>> Start Listed records
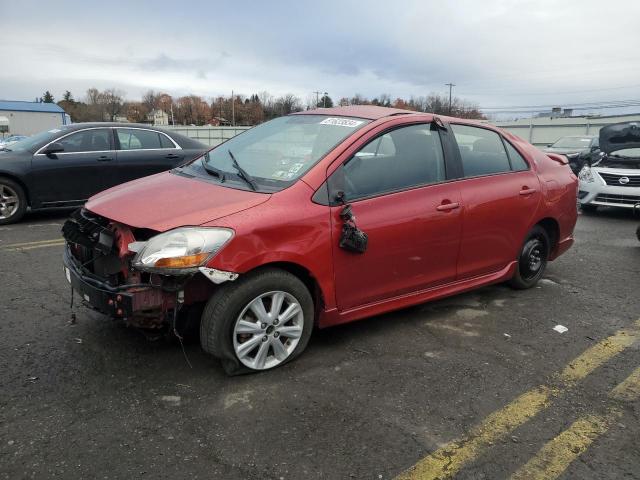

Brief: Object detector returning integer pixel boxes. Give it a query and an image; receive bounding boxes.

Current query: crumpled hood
[600,122,640,154]
[542,147,588,155]
[86,172,271,232]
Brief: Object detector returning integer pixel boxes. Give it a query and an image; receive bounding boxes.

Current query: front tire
[0,177,27,225]
[200,268,314,375]
[509,225,551,290]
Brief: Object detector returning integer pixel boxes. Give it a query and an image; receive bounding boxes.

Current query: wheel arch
[536,217,560,257]
[0,171,31,207]
[243,261,325,323]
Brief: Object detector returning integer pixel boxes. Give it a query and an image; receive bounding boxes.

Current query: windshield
[2,128,62,151]
[189,115,370,192]
[551,137,593,150]
[609,148,640,158]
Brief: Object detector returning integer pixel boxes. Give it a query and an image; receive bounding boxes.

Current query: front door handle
[436,202,460,212]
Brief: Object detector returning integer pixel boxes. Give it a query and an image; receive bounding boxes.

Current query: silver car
[578,122,640,211]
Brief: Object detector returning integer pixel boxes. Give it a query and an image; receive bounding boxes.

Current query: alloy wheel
[233,291,304,370]
[0,184,20,220]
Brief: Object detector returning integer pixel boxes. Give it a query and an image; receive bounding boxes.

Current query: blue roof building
[0,100,71,136]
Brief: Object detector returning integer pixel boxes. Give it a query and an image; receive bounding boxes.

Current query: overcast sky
[0,0,640,117]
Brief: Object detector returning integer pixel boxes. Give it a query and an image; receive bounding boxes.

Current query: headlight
[133,227,233,274]
[578,166,596,183]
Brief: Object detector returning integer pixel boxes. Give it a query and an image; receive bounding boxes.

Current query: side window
[58,128,111,153]
[340,125,445,200]
[117,128,162,150]
[158,133,176,148]
[504,140,529,171]
[451,124,511,177]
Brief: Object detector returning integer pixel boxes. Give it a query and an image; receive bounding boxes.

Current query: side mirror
[42,142,64,155]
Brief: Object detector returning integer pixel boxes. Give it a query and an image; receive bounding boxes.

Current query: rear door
[328,124,462,311]
[32,128,117,207]
[451,124,541,279]
[115,128,184,183]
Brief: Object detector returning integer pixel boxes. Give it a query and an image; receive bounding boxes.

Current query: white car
[578,122,640,211]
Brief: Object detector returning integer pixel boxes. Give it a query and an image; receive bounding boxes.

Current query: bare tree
[99,88,124,122]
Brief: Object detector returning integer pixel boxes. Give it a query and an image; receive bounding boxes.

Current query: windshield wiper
[202,158,225,183]
[227,150,258,192]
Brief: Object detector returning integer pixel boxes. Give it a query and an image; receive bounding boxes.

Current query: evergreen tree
[40,90,54,103]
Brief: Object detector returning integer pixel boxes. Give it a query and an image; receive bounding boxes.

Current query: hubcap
[0,184,20,220]
[233,291,304,370]
[520,238,546,280]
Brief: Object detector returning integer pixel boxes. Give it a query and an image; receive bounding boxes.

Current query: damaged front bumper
[63,210,238,330]
[62,245,166,319]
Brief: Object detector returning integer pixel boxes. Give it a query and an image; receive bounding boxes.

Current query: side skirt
[318,260,518,328]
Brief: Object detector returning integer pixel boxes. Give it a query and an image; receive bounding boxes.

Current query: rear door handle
[436,202,460,212]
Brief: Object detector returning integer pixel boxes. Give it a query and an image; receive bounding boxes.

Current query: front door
[328,124,462,311]
[32,128,117,207]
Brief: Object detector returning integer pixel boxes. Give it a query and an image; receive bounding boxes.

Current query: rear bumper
[549,236,574,260]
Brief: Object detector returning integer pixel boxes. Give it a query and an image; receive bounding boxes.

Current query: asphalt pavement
[0,210,640,480]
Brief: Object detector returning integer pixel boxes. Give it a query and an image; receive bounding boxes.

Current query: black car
[0,123,209,225]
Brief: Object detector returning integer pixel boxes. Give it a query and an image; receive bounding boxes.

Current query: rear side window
[504,141,529,171]
[58,128,111,153]
[340,124,445,200]
[117,128,165,150]
[158,133,176,148]
[451,124,511,177]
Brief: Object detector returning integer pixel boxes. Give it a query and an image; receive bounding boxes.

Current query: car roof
[64,122,171,131]
[292,105,424,120]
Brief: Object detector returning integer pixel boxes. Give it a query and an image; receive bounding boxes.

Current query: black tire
[0,177,27,225]
[509,225,551,290]
[200,268,315,375]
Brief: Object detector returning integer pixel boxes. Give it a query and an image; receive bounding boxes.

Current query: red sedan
[63,106,577,374]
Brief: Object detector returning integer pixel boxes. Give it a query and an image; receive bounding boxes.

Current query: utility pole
[445,83,456,115]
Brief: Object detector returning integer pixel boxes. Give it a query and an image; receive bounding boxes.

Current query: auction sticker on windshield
[320,117,363,128]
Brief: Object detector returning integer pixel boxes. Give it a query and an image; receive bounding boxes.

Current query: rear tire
[200,268,314,375]
[509,225,551,290]
[0,177,27,225]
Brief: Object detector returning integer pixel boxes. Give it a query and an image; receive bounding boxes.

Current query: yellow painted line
[0,238,64,248]
[396,387,552,480]
[511,410,620,480]
[396,319,640,480]
[511,368,640,480]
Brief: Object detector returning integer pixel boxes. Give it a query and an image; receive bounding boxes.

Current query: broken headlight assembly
[129,227,233,275]
[578,166,596,183]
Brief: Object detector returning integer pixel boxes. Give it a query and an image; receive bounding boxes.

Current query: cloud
[0,0,640,116]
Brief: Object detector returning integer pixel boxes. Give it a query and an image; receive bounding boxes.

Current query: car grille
[598,172,640,187]
[595,193,640,205]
>> End Listed records
**Set task:** Switch every "Current query" in the data above to "Search term" and change nothing else. Reproduce the full data without the pictures.

**Response:**
Brief: Object detector returning integer pixel boxes. Give it a query and an image; receive bounding boxes.

Search term: crumpled hood
[600,122,640,154]
[542,147,588,155]
[86,172,271,232]
Brief: Object detector returning integer pixel boxes. Give it a query and an image; receive bounding boxes.

Search term: front tire
[0,177,27,225]
[200,268,314,375]
[509,225,551,290]
Brief: Object detector returning integer pixel boxes. Give it a query and an image; receive bounding boxes.

Search term: wheel arch
[536,217,560,257]
[0,171,31,207]
[243,261,325,323]
Brief: Object detector returning integer pixel boxes. Give it a query and an image; receive bounding boxes.

Search term: windshield
[2,128,62,151]
[189,115,370,192]
[551,137,593,150]
[609,148,640,158]
Brief: Object detector returning integer pixel boxes. Give it a query and an image; receive bounding boxes.

Search term: front door handle
[436,202,460,212]
Brief: Object detector returning integer pixel boxes. Give it a query and an image; receive bounding boxes.

Search term: silver car
[578,122,640,211]
Brief: Object detector returning integer pixel boxes. Give it a query and an image; receive bounding boxes.

Search term: alloy wheel
[233,291,304,370]
[0,184,20,220]
Brief: Object detector returning integer pixel boxes. Give it a query and an image; receive bounding boxes.

Search term: blue roof building
[0,100,71,136]
Brief: Object detector returning integer pixel boxes. Give it a query and an image; receive bounding boxes.

Search term: overcast sky
[0,0,640,117]
Brief: Object detector returning integer pixel boxes. Give it a query and an image; receive bounding boxes.

Search term: headlight
[133,227,233,274]
[578,166,596,183]
Brief: Object detector returning integer pixel boxes. Give it a query and an image; receive bounding boxes.

Search term: side window
[58,128,111,153]
[340,125,445,200]
[117,128,162,150]
[158,133,176,148]
[504,140,529,171]
[451,124,511,177]
Brief: Object detector returning integer pixel boxes. Give it a query and an image; receive bounding boxes.

Search term: side mirror
[42,142,64,155]
Brief: Object detector returning integer pixel boxes. Give it a query and an image; receive bounding boxes.

Search term: rear door
[328,124,462,311]
[32,128,117,207]
[451,124,541,279]
[115,128,184,183]
Brief: Object detector returning integer pixel boxes. Give it a query and an image; receive bounding boxes.

Search term: white car
[578,122,640,211]
Brief: Object detector returning integer pixel boxes. Give it a query and an image; receive bounding boxes.

Search term: bare tree
[99,88,124,122]
Brief: Object detector returning integer pixel boxes. Give it a query and an image; receive bounding boxes.

Search term: windshield wiper
[202,158,225,183]
[227,150,258,192]
Brief: Object detector returning integer pixel boxes. Give it a query and an image; receive bounding boxes.

Search term: evergreen tree
[40,90,54,103]
Brief: Object detector returning integer pixel boxes. Give it a query and an image; receive bounding boxes.

Search term: hubcap
[0,184,20,220]
[233,291,304,370]
[520,238,546,280]
Brief: Object detector returning integer pixel boxes. Give it a query and an image; receive bounding boxes.

Search term: damaged front bumper
[63,210,238,330]
[62,245,166,319]
Brief: Object detector returning integer pixel boxes. Give it a query and an image; receive bounding boxes.

Search term: side skirt
[318,260,518,328]
Brief: Object detector returning integer pixel boxes. Give it a query and an image; receive bounding boxes.

Search term: rear door handle
[436,202,460,212]
Brief: Object detector returning integer pixel boxes. Give it a query and an image; receive bounding boxes.

Search term: front door
[328,124,462,311]
[32,128,117,207]
Brief: Object detector returning integer pixel boxes. Give it a query and an image; receive bounding boxes.

Search term: rear bumper
[549,236,574,260]
Brief: Object detector returning integer pixel boxes. Give it a query and an image; receive bounding boxes.

Search term: asphalt pavement
[0,210,640,480]
Brief: Object detector returning integer pixel boxes. Give it a query and an image; receive bounding boxes.

Search term: black car
[0,123,209,225]
Brief: Object detector returning integer pixel boxes. Give it a query and an image; receive bounding boxes.

Search term: rear side window
[504,141,529,171]
[58,128,111,153]
[340,124,445,200]
[117,128,165,150]
[158,133,176,148]
[451,124,511,177]
Brief: Object detector returning integer pixel boxes. Give it a query and an image; receive bounding boxes.

Search term: car roof
[64,122,171,131]
[292,105,424,120]
Brief: Object detector returning integer pixel boxes. Give it a query and an image; receive bounding boxes.

Search term: black tire
[0,177,27,225]
[509,225,551,290]
[200,268,315,375]
Brief: Object detector returning integer pixel boxes. Give it a query and an image; receive bounding boxes.

Search term: red sedan
[63,106,577,374]
Brief: Object detector returning integer pixel boxes. Give it a query and an image; receive bounding boxes.

Search term: utility pole
[445,83,456,115]
Brief: Object detector returning integer pixel boxes. Give it a query and an image; receive bounding boxes.

Search term: auction sticker on windshield
[320,117,363,128]
Brief: Object detector returning integer pixel boxes. Give it a query and an image; receive bounding boxes.

Search term: rear tire
[200,268,314,375]
[509,225,551,290]
[0,177,27,225]
Brief: Object detector returning integer pixel boxes. Give it a query and an image; receive bounding boxes.

Search term: yellow painted line
[0,238,64,248]
[396,387,552,480]
[511,410,620,480]
[396,319,640,480]
[511,368,640,480]
Brief: Object detector returning integer pixel boxes. Give it a query and an image; receive bounding boxes.

Search term: broken headlight assembly
[129,227,233,275]
[578,166,596,183]
Brief: Object detector returning integer pixel boxes. Give it a query and an image; receive bounding boxes.

Search term: cloud
[0,0,640,116]
Brief: Object detector returning integer pixel boxes. Give it a query and an image; receive bounding boxes.

Search term: car grille
[598,172,640,187]
[595,193,640,205]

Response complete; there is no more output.